### Source passage
* * * *
Menopause and peri-menopause are times in a woman’s life when mental health issues can become more prevalent. According to research, women during this time are three times more likely to be suffering from mental health issues than they ever have been before. This is because of a drop in the hormone oestrogen that occurs during this time.

Dr Nicola Gates, a neuropsychologist and author of The Feel Good Guide to Menopause, provides important information about what is happening in the brain for women during this period. Put simply, the brain has the hormone oestrogen in it and oestrogen can be considered a ‘good hormone’ for the brain.

During this period, women experience a drop in oestrogen which can lead to the commonly reported symptom of ‘brain fog’ or a lack of mental clarity, and slow sluggish thinking.

Oestrogen is also involved in memory formation and verbal memory and many women report changes to their memory and ability to find words, which can be very disconcerting.

Oestrogen and progesterone are also psychologically protective and help to reduce stress and keep our balance or calm. Changes during peri-menopause and menopause can make women feel more anxious and irritable, so little things that may not have bothered them before, can suddenly be highly irritating or stressful.
* * * *
### Dataset records
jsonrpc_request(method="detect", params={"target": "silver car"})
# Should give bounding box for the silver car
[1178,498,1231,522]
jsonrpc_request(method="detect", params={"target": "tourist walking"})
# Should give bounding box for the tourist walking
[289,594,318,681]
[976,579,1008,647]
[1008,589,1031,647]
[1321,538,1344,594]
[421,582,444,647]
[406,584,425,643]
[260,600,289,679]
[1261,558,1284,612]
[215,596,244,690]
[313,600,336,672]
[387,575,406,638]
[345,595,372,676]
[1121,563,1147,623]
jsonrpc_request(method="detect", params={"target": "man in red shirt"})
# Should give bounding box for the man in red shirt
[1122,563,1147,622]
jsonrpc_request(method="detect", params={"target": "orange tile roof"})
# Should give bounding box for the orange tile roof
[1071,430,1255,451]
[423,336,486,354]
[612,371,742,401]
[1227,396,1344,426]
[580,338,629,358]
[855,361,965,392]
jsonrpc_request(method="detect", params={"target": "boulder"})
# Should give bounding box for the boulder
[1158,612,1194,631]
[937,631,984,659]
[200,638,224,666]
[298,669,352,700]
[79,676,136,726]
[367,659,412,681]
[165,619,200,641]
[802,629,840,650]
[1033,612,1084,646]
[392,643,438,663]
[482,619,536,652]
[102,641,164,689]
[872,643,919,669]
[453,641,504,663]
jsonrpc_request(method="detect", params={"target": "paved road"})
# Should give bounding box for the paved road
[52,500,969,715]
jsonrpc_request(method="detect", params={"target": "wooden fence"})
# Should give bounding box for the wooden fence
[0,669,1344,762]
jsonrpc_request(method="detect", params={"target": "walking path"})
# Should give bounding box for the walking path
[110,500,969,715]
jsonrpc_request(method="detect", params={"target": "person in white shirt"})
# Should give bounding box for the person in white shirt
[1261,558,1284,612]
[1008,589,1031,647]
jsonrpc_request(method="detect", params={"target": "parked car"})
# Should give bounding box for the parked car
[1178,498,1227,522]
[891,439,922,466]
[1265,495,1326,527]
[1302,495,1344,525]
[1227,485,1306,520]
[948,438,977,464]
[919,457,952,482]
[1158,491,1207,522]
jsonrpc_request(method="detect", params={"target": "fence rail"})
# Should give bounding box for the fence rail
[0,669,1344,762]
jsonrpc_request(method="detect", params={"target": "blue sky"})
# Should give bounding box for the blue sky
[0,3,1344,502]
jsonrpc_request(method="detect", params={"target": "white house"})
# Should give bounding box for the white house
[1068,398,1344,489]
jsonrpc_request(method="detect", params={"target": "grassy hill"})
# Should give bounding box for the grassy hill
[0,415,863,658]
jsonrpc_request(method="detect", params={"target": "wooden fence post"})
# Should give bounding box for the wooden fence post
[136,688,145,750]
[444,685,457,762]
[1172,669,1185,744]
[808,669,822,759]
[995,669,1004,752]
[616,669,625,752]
* * * *
### Exercise
Pick up the passage on menopause and mental health from its last sentence and continue it.

### Solved problem
According to the website Wellfem, other contributing factors to depression and anxiety in this period can include:

  • Previous mental health conditions
  • Poor health or previous premenstrual complaints
  • Relationship problems and a lack of social supports
  • Negative perceptions of ageing
  • Unemployment
  • Stressful life events
  • Drug and alcohol use
  • A lack of purpose or meaning
  • Other significant symptoms like weight gain, hot flushes, and poor sleep

Treatment options:
There are a number of treatments including psychological therapy, medication or hormone treatment, relaxation skills, dietary adjustments (reducing caffeine and alcohol) and exercise, which have all been shown to be beneficial for women during this period.

What can you do now to help?

  1. Speak to your GP and discuss treatment options. Be selective and choose one who has a good understanding of managing and treating menopause and peri-menopause.
  2. Identify the symptoms that are troubling you most, and develop a plan or skills to help you manage them more effectively. For instance, if your sleep is disrupted, try learning about sleep hygiene techniques or practice relaxation exercises before bed and upon waking. 
  3. Start some exercise. We know that 10 minutes of exercise has a positive effect on your mood and can help with anxiety. So adding in exercise will only make you feel better.
  4. Speak to friends, family or a trained professional. Sharing information and accessing support means you don’t have to feel so alone in this important time of change.
  5. Finally, if you choose to access a psychologist or allied health professional, try to find one with a good understanding of how to support you during this period.